SELECTED TEXT:
— START —

Manufacturing techniques
Cast or forged? It may come as a surprise to some consumers, but the stiffness and weight of forged and cast alloy material is basically the same. The difference is forged materials have higher yield and tensile strength. This means forged material will flex further before it stays bent and bend further before it cracks. This allows designers to use a little bit less material in a forged wheel  to match the fatigue life of a cast wheel. Or use the same amount of forged material to achieve greater fatigue life than a cast wheel.  There is no magic that allows a forged wheel to be significantly lighter and have greater fatigue life than the best cast wheels. Weight or fatigue life, pick one.
Flow Forming
Flow forming, also marketed as flow forging, roll forming, rotary forging, MAT  is a process where only  the barrel portion is hot forged.  This process results in a barrel material almost identical in tensile and yield strength to a pure forged wheel.
Die vs billet forging
Die forging is the process where the final spoke shape is created by a die under tremendous pressure and heat. By forging the spoke shape with a die, the crystalline structure or "grain" of the material is aligned with the shape of the part. Die forging is also known as near net forging. Meaning that die pretty much makes the final wheel.  The little remaining machine work is just to cut the lug holes and back pad.  A billet forged wheel starts with a featureless forged puck, with no wheel design, spokes or ports. This puck can either be forged into a puck shape by a die, or cut into a puck shape from a larger block of forged material.  In either case, the grain structure in this billet blank is aligned in one direction like the longitudinal grain in a pine 2x4. It is tricky to explain how this grain structure impacts design and fatigue life without a bunch of charts, images and technical explanations. One can imagine the die forged as a tree trunk with a branch, grain unidirectionally aligned to its specific shape. It is difficult to break that branch off where it meets the root because of that grain structure blending  deeply into the trunk.  The billet forged wheel  is more like a trunk and branch shape cut from a larger piece of wood without the grain matching the structure.  Anyone reading this with a knowledge of woodcraft understand this second "tree" will be much easier to break the branch off of than the real tree with structurally aligned grain. That perhaps oversimplifies but the analogy is relevant.  So everything else being equal, a billet forged wheel requires more material to match the fatigue life of a die forged wheel.  In the US, there are precious few die forged LHP wheels on the market. A far greater number of forged LHP wheels are of the billet forged variety.

— END —

TO DO: According to the text on wheel manufacturing techniques, what do forged materials have more of than cast alloy material?

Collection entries

— START —

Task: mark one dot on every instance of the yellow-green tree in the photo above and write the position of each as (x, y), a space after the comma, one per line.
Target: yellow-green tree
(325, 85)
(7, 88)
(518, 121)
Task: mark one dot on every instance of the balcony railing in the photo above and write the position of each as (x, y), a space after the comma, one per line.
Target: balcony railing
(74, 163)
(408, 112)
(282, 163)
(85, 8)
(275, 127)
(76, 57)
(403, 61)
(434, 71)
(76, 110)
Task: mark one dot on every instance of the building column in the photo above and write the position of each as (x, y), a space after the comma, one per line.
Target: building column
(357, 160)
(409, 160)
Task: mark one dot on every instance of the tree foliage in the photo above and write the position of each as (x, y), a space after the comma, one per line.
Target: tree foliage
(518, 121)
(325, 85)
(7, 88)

— END —

WRITTEN ANSWER: Higher yield and tensile strength.